Estratto della fonte:

########################################

Peter Wehrli, come giudica la decisione dei sindacati di non sostenere un referendum contro la quinta revisione dell'Assicurazione invalidità (Ai) se questo non è lanciato dalle grosse organizzazioni svizzere degli andicappati?
È giusto che su questioni che concernono l'andicap i sindacati chiedano prima che cosa intendano fare alle organizzazioni che curano gli interessi dei portatori di andicap. Non sta ai sindacati prendere decisioni al posto dei diretti interessati. Per questo non ce l'ho con i sindacati che dicono di no al lancio del referendum.
Ce l'ha invece con le grosse organizzazioni che operano per gli andicappati.
Esatto. Diversamente da noi pensano ancora in termini di carità, di elemosina. Vogliono rimanere buoni, sperando di ricevere ancora qualche soldo. Malgrado l'enorme pressione che si esercita su chi è invalido. La nostra organizzazione ha un'attitudine più politica, basata sui diritti umani: per noi centrale è l'integrazione degli invalidi. Questa revisione dell'Ai dichiara di voler favorire l'integrazione, ed è giusto, perché soltanto l'integrazione può risolvere i problemi dell'Ai. Ma questa revisione non promuove l'integrazione, essa la consegna nelle mani dei professionisti. Ecco perché questi professionisti non si oppongono: perché sperano di ricevere più soldi per le loro organizzazioni da investire in misure cosiddette d'integrazione. Tacciono in cambio di un'ulteriore elemosina: in gioco c'è parecchio denaro, alcune centinaia di milioni. In un certo senso hanno venduto gli andicappati.
A chi indirizza in particolare questa critica?
All'organizzazione mantello, un'organizzazione che pochi conoscono, la Federazione svizzera per l'integrazione degli andicappati (Fsia). Per il 90 per cento la Fsia è costituita da organizzazioni di ogni genere ma non di andicappati, mentre solo il 10 per cento sono organizzazioni di andicappati: e di questo 10 per cento solo la metà sono organizzazioni di autoaiuto per andicappati. Nella Fsia dunque solo una piccola parte sono andicappati. A quanto mi consta poi il presidente della Fsia Marc F. Suter, che è molto influente, ha esercitato una forte pressione perché il tema venisse messo a tacere, e questo benché in gran parte le organizzazioni di autoaiuto avrebbero voluto il referendum.
Così un mese fa avete lanciato un appello alle organizzazioni di andicappati perché promuovessero il referendum.
Sì. Abbiamo messo una lista d'adesioni in internet in cui invalidi, parenti e amici potessero sottoscrivere un appello in questo senso. Le reazioni sono molto positive: da un lato riceviamo molte lettere anche toccanti, dall'altro c'è chi pone la questione della decenza delle organizzazioni di andicappati: non si capisce come organizzazioni che ricevono soldi dallo Stato e dai cittadini per difendere gli interessi degli andicappati ora possano tacere. C'è molta delusione fra chi è toccato direttamente dal problema.

########################################

Record forniti:

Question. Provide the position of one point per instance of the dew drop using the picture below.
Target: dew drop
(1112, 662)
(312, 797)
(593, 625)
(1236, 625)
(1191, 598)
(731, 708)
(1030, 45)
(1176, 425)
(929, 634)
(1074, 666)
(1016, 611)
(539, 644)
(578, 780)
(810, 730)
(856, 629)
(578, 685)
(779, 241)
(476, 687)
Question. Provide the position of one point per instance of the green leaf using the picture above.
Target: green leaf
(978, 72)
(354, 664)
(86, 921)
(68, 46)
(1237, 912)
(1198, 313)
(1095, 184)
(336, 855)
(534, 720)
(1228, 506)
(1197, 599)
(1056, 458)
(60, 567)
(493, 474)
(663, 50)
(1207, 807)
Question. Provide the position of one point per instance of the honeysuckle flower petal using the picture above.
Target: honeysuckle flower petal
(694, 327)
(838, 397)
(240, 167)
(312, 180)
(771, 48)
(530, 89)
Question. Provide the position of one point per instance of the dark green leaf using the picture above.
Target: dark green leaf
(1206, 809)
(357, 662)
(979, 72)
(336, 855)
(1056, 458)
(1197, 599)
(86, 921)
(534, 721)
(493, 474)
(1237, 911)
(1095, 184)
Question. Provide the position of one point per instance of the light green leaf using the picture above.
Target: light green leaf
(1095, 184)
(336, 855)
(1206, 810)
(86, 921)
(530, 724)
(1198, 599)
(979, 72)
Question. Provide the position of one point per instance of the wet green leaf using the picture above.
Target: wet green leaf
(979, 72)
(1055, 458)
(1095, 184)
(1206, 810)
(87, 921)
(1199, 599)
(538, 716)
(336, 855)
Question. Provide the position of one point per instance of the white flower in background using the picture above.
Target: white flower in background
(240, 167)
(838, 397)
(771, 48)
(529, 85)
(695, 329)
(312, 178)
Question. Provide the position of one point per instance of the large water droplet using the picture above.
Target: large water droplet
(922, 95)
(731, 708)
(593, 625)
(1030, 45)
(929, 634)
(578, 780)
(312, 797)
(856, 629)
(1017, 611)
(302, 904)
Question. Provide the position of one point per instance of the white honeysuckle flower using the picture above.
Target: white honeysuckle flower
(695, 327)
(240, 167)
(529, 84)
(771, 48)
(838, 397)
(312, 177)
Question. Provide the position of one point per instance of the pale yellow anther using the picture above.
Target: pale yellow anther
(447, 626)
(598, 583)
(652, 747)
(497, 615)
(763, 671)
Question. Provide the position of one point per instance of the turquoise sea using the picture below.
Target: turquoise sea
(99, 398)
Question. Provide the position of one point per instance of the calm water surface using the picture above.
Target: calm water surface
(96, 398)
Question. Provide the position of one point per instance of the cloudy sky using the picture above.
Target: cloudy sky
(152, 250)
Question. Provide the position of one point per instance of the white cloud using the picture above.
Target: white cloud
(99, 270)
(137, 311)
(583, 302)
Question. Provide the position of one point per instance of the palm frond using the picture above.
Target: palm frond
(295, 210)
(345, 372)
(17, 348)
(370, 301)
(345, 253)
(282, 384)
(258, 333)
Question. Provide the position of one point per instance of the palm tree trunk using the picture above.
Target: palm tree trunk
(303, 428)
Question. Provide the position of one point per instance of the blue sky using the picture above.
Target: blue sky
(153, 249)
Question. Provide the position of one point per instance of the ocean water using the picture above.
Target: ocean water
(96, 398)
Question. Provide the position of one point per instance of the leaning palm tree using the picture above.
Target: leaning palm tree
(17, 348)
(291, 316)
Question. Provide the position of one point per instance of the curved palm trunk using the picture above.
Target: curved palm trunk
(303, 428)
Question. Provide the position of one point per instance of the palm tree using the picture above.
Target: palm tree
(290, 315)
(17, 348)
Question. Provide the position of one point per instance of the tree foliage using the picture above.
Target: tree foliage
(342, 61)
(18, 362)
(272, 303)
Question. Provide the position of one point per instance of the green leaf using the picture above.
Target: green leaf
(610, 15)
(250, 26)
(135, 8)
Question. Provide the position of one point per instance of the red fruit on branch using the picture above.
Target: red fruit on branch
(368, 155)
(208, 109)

########################################

Elenca le categorie di persone che, secondo l'intervista sulla revisione dell'Assicurazione invalidità, potevano sottoscrivere l'appello tramite la lista d'adesioni in internet. Per rispondere basati soltanto sull'intervista.

Risultato del compito:
invalidi, parenti, amici